READING PASSAGE:

---------------

Management's Annual Report on Internal Control Over Financial Reporting
Our management, including our Chief Executive Officer and Chief Financial Officer, is responsible for establishing and maintaining adequate internal control over financial reporting (as defined in Exchange Act Rules 13a-15(f) and 15d-15(f)) for the Company and its subsidiaries. Internal control over financial reporting is a process designed to provide reasonable assurance regarding the reliability of financial reporting and the preparation of financial statements for external purposes in accordance with generally accepted accounting principles. Our management conducted an assessment of the effectiveness of our internal control over financial reporting as of the Evaluation Date based on criteria established in COSO utilizing the Updated Framework issued in 2013. Based on this assessment, our management concluded that, as of the Evaluation Date, our internal control over financial reporting was effective.
Our independent registered public accounting firm, Deloitte & Touche LLP, has audited our internal control over financial reporting, as stated in their report below.
Changes in Internal Controls

47


There was no change in our internal control over financial reporting (as defined in Rule 13a-15(f) under the Exchange Act) that occurred during the last fiscal quarter that has materially affected, or is reasonably likely to materially affect, our internal control over financial reporting.
Limitations on Effectiveness of Controls
Our management, including our Chief Executive Officer and Chief Financial Officer, does not expect that the disclosure controls and procedures or internal control over financial reporting will prevent or detect all error and all fraud. A control system, no matter how well designed and operated, can provide only reasonable, not absolute, assurance that the objectives of the control system are met. Further, the design of a control system must reflect the fact that there are resource constraints, and the benefits of controls must be considered relative to their costs. Due to the inherent limitations in all control systems, no evaluation of controls can provide absolute assurance that all control issues, errors and instances of fraud, if any, within the company have been or will be detected.


48


REPORT OF INDEPENDENT REGISTERED PUBLIC ACCOUNTING FIRM
To the Board of Directors and Stockholders of
IPG Photonics Corporation
Oxford, Massachusetts
We have audited the internal control over financial reporting of IPG Photonics Corporation and subsidiaries (the "Company") as of December 31, 2016, based on criteria established in Internal Control — Integrated Framework (2013) issued by the Committee of Sponsoring Organizations of the Treadway Commission. The Company's management is responsible for maintaining effective internal control over financial reporting and for its assessment of the effectiveness of internal control over financial reporting, included in the accompanying "Management's Annual Report on Internal Control Over Financial Reporting". Our responsibility is to express an opinion on the Company's internal control over financial reporting based on our audit.

---------------

(Part of a data file)
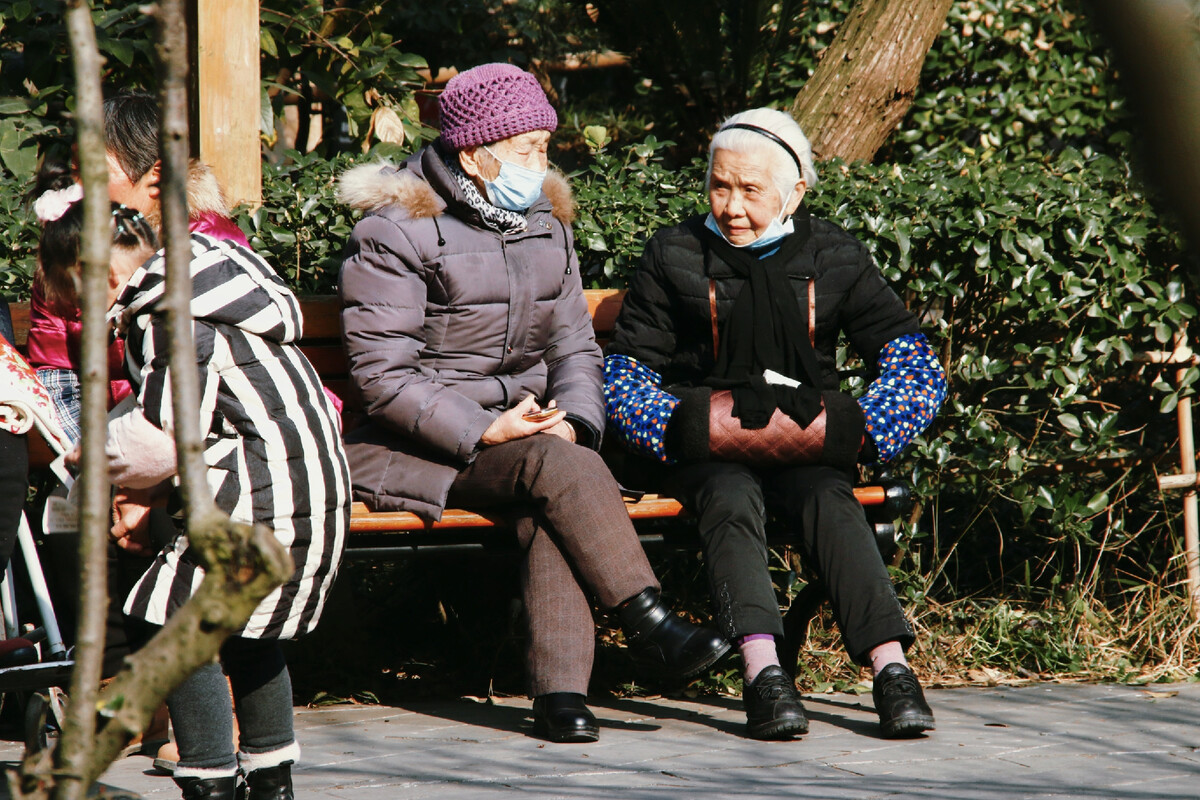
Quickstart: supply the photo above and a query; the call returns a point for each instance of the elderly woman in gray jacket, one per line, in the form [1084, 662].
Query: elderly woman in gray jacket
[471, 344]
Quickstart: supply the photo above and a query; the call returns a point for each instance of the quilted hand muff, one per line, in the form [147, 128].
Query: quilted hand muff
[834, 438]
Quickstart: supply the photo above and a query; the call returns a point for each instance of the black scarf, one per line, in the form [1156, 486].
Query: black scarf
[768, 329]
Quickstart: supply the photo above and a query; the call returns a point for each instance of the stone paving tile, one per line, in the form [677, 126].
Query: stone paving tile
[1035, 743]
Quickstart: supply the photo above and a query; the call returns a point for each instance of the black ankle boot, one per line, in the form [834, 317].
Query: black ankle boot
[208, 788]
[562, 717]
[270, 783]
[658, 636]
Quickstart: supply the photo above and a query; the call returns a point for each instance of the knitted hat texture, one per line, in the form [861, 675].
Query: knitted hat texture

---------------

WHAT IS ASKED:
1. List every section heading in the financial reporting excerpt.
2. Offset each point coordinate in the answers by 96. Rewrite everything in the rows from the line containing "form [677, 126]." down to the end of the rows, requests included, and nothing else.
The financial reporting excerpt and the rows have no connection to each other.

RESPONSES:
1.
Management's Annual Report on Internal Control Over Financial Reporting
Changes in Internal Controls
Limitations on Effectiveness of Controls
REPORT OF INDEPENDENT REGISTERED PUBLIC ACCOUNTING FIRM

2.
Quickstart: supply the photo above and a query; the call returns a point for each instance of the stone paving tile, one per line, in the form [677, 126].
Query: stone paving tile
[1131, 839]
Quickstart: supply the photo above and a query; the call returns a point for each instance of the black ankle boot, one per line, in the form [834, 317].
Query: black ankle boot
[304, 884]
[658, 813]
[366, 879]
[754, 732]
Quickstart: supply the photo above and a query; the call returns a point for each instance of the knitted hat texture, one per line, in the form [861, 675].
Query: knitted hat texture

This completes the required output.